## REQUIRED WORK
Filter the material, keeping only lines with the word "jersey".

* * *

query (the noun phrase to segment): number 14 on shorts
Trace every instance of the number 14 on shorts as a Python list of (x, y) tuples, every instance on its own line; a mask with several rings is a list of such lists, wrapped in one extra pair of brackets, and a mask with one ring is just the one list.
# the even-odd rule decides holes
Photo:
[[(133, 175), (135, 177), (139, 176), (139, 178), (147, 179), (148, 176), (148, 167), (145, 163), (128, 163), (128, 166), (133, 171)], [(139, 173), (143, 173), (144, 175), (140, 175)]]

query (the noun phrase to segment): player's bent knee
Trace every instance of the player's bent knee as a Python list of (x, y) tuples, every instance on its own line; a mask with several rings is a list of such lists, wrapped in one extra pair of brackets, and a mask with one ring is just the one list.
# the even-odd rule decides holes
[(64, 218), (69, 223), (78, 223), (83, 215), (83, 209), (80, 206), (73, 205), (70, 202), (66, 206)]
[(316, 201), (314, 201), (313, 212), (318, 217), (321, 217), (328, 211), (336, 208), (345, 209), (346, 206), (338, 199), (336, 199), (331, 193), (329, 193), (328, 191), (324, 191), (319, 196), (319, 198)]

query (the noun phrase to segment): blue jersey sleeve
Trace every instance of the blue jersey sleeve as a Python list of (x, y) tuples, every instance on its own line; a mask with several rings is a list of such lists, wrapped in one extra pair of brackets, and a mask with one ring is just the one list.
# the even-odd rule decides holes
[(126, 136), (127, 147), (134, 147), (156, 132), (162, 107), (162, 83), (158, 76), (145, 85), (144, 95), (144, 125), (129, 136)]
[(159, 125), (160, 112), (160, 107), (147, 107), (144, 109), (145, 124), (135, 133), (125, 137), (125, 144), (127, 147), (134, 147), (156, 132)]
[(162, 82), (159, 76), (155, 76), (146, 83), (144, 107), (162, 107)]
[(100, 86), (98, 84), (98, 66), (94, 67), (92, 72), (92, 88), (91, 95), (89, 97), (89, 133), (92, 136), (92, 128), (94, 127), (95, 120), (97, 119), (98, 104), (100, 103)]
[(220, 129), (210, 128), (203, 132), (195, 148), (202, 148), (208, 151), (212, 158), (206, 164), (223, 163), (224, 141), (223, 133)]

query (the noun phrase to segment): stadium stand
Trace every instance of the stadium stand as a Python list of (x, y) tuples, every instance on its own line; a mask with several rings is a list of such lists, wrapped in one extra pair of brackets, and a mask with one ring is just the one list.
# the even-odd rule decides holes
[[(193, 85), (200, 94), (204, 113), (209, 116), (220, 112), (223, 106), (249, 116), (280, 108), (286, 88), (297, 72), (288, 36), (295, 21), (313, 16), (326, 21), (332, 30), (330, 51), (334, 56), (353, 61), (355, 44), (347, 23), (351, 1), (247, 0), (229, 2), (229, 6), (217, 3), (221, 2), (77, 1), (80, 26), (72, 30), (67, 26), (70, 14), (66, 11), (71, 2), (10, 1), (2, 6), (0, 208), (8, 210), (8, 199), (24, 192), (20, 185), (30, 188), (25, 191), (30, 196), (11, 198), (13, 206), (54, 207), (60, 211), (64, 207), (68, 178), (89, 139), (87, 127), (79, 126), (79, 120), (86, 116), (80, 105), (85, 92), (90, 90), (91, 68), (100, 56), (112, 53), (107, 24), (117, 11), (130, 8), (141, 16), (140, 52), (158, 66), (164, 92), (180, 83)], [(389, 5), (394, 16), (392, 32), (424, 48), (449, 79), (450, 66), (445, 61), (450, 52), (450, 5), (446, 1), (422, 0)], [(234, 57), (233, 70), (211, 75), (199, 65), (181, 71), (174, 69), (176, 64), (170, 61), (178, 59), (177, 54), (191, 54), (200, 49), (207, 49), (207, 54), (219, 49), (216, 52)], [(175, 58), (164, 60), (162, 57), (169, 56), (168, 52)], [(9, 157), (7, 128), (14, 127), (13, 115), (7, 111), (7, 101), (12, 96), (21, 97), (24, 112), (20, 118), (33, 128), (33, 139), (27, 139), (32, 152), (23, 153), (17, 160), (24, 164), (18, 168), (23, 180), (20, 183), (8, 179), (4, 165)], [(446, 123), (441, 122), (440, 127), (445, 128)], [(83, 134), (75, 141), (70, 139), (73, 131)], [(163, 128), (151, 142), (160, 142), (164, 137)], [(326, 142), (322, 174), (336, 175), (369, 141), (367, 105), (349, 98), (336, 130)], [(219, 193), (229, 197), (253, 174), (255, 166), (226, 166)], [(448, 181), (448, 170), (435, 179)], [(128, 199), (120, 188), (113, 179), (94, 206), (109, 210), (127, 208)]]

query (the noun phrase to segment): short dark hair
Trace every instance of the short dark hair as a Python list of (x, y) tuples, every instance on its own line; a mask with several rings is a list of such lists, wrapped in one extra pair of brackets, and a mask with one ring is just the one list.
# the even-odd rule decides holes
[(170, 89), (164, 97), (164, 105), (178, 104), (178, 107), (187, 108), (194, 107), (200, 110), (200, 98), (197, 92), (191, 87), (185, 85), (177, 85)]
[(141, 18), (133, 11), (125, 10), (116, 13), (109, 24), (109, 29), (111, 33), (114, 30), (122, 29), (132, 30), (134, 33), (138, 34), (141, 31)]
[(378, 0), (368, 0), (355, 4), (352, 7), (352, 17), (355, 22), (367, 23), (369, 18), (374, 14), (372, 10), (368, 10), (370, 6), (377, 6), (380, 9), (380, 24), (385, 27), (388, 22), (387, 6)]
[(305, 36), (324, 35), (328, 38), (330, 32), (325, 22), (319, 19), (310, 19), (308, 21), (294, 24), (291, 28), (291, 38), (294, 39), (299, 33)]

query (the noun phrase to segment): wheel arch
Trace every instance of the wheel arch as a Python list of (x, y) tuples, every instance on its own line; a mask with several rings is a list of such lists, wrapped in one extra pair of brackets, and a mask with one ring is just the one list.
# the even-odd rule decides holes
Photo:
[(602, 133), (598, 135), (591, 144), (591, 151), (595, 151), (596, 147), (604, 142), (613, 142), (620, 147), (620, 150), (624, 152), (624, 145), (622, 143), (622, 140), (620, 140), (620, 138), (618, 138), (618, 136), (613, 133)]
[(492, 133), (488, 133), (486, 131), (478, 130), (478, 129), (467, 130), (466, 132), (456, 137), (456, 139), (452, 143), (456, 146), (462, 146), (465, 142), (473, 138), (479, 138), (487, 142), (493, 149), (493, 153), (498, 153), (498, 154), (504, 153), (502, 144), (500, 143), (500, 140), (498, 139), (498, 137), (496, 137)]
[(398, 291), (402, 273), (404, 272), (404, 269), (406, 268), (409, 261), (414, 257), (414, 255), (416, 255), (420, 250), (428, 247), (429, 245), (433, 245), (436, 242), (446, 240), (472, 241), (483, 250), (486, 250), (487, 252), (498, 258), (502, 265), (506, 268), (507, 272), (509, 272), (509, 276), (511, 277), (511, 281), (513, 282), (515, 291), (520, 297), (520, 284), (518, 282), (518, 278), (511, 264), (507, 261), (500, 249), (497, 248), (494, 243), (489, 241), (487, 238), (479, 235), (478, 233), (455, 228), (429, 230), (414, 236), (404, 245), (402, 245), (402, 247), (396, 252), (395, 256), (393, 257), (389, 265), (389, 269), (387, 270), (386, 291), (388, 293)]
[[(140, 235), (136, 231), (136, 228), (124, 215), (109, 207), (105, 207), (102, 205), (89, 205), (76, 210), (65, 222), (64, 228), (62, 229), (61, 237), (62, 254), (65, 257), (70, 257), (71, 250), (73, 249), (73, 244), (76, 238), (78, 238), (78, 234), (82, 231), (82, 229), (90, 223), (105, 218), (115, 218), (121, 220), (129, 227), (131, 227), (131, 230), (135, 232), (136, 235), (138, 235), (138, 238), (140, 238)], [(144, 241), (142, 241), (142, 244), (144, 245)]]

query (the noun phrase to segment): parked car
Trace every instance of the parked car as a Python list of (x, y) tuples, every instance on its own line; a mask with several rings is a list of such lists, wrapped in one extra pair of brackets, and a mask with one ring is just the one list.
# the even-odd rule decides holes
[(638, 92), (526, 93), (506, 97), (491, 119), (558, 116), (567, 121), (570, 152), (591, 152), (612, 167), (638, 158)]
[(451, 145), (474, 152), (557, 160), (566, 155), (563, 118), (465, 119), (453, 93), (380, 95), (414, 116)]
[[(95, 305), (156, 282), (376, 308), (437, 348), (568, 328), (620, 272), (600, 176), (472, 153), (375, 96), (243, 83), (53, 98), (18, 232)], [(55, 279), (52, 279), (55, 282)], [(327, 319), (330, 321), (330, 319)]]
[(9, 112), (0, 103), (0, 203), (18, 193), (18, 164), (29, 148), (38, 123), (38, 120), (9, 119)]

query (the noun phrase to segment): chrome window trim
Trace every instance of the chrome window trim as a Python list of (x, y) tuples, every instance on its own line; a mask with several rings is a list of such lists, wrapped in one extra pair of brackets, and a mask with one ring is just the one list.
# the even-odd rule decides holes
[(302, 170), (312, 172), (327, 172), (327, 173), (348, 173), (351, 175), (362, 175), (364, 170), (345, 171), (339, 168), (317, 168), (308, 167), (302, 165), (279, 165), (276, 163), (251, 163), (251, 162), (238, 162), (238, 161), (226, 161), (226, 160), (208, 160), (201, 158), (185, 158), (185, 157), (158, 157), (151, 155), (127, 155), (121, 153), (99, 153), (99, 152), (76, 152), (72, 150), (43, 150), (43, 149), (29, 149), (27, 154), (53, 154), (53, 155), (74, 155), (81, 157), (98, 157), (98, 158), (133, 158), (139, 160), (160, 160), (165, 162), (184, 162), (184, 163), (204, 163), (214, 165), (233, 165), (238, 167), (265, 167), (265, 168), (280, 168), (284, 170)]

* * *

## SOLUTION FOR THIS PROBLEM
query (the noun phrase to segment): blue jersey sleeve
Trace every instance of the blue jersey sleeve as a Python list of (x, y) tuples, every instance on its own line; a mask with several rings is a list of such lists, wrapped in one extra pair of brackets, and a mask with one ring is just the one list.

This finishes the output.